#### [Requirement]
Please read the arthritis study summary below: according to it, what is the treatment of arthritic disease often supplemented with?

#### [Provided passage]
Introduction Arthritic disease has a myriad of treatment modalities. Treatment is dependent on various types of medication stemming from the specific diagnosis. Treatment is often supplemented with dietary, lifestyle changes and exercise.
Objective This study aimed to assess the view of arthritic patients towards exercise as an adjunct treatment in managing symptoms, their knowledge of appropriate exercises, whether or not healthcare providers prescribed exercise, different healthcare providers exercise prescription habits, the exercise modes and the outcome of the effects of exercise.

#### [Dataset extract]
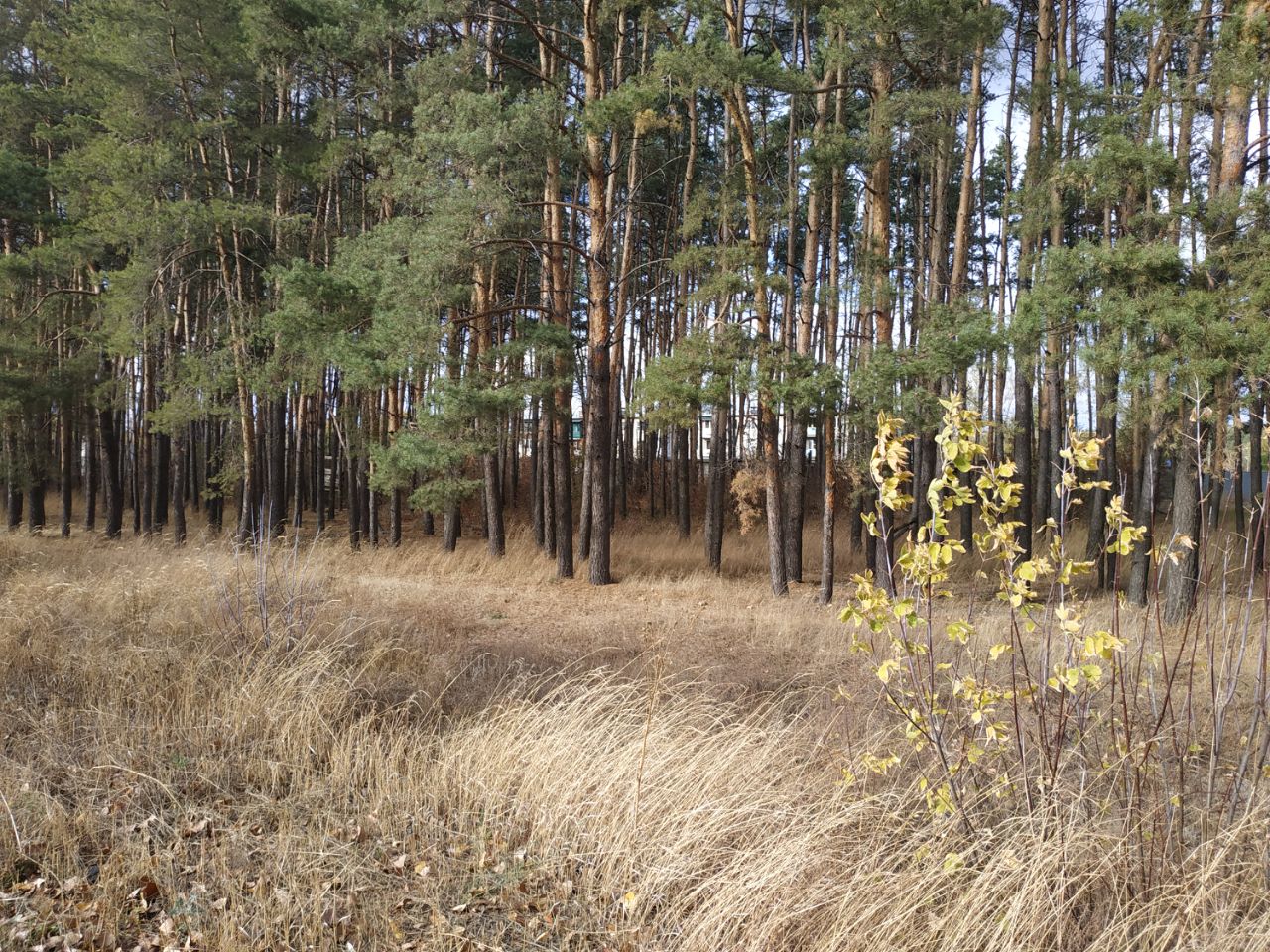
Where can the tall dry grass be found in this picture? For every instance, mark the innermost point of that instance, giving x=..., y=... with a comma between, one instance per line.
x=309, y=749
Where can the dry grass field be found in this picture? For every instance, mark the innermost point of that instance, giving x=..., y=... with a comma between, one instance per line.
x=307, y=748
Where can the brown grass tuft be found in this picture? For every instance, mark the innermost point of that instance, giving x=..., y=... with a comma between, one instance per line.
x=397, y=751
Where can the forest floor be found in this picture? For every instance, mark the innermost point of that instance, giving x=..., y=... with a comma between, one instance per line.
x=308, y=748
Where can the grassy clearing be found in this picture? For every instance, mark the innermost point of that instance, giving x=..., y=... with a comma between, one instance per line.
x=399, y=751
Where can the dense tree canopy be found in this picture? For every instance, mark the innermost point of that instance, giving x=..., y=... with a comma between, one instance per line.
x=579, y=262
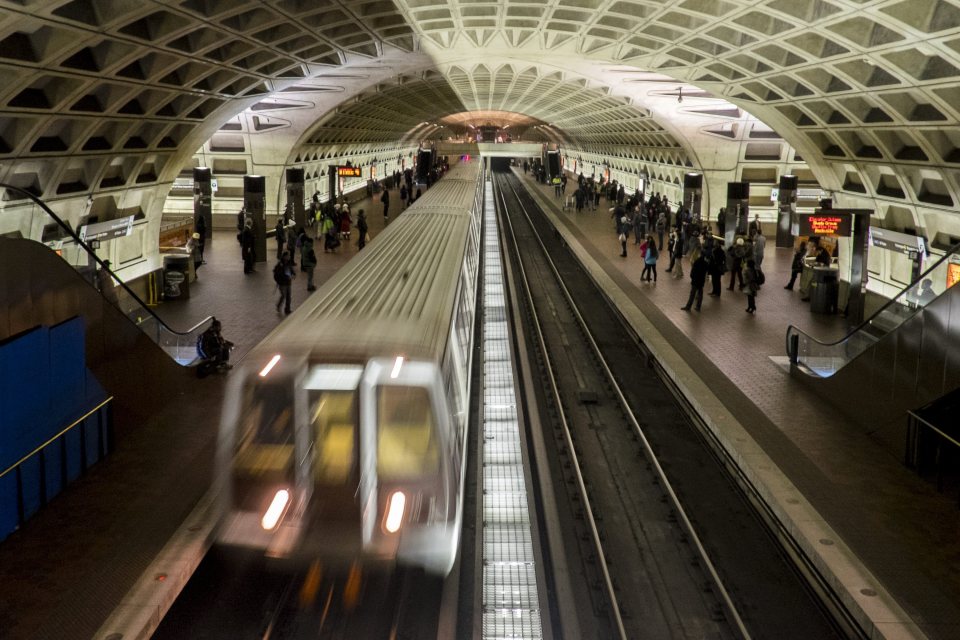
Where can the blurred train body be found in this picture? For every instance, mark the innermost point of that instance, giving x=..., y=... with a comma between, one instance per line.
x=343, y=435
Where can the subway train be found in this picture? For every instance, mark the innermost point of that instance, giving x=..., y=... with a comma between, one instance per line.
x=343, y=436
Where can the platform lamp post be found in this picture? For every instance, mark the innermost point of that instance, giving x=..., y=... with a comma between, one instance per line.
x=202, y=196
x=296, y=189
x=255, y=202
x=786, y=208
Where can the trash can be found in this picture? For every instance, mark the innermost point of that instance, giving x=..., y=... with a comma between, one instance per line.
x=824, y=290
x=176, y=277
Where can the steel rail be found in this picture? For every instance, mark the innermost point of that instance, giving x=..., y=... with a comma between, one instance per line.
x=581, y=486
x=681, y=512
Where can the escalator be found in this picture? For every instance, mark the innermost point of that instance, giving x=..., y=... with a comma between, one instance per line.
x=39, y=224
x=904, y=356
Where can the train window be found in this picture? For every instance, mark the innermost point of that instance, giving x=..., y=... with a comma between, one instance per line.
x=265, y=445
x=333, y=415
x=407, y=444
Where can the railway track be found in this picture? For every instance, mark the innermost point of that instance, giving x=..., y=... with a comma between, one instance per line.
x=663, y=542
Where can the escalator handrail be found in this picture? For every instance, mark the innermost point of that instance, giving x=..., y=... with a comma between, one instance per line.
x=92, y=254
x=793, y=329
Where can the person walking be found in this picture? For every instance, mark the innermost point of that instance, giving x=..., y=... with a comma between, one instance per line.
x=796, y=267
x=281, y=236
x=750, y=285
x=698, y=278
x=308, y=259
x=283, y=275
x=650, y=260
x=247, y=240
x=385, y=200
x=362, y=229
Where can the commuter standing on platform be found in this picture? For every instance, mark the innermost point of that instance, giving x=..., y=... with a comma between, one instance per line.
x=283, y=275
x=751, y=286
x=698, y=278
x=200, y=227
x=281, y=236
x=308, y=259
x=247, y=239
x=385, y=199
x=796, y=267
x=362, y=229
x=718, y=266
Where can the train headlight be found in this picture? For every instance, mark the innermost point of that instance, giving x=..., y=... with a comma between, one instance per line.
x=395, y=507
x=274, y=512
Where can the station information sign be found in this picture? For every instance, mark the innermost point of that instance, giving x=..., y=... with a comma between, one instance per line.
x=826, y=223
x=349, y=172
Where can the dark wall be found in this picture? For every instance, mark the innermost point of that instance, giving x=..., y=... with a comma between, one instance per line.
x=909, y=367
x=37, y=287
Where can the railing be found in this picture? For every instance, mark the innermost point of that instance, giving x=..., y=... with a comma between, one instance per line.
x=823, y=359
x=86, y=448
x=37, y=222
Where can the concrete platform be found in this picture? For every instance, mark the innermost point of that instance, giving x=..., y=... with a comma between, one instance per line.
x=886, y=539
x=68, y=568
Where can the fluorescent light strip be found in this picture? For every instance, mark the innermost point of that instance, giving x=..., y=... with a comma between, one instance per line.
x=270, y=365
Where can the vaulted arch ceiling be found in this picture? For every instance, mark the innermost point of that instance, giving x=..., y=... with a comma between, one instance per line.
x=101, y=97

#### [Task result]
Dietary and lifestyle changes and exercise.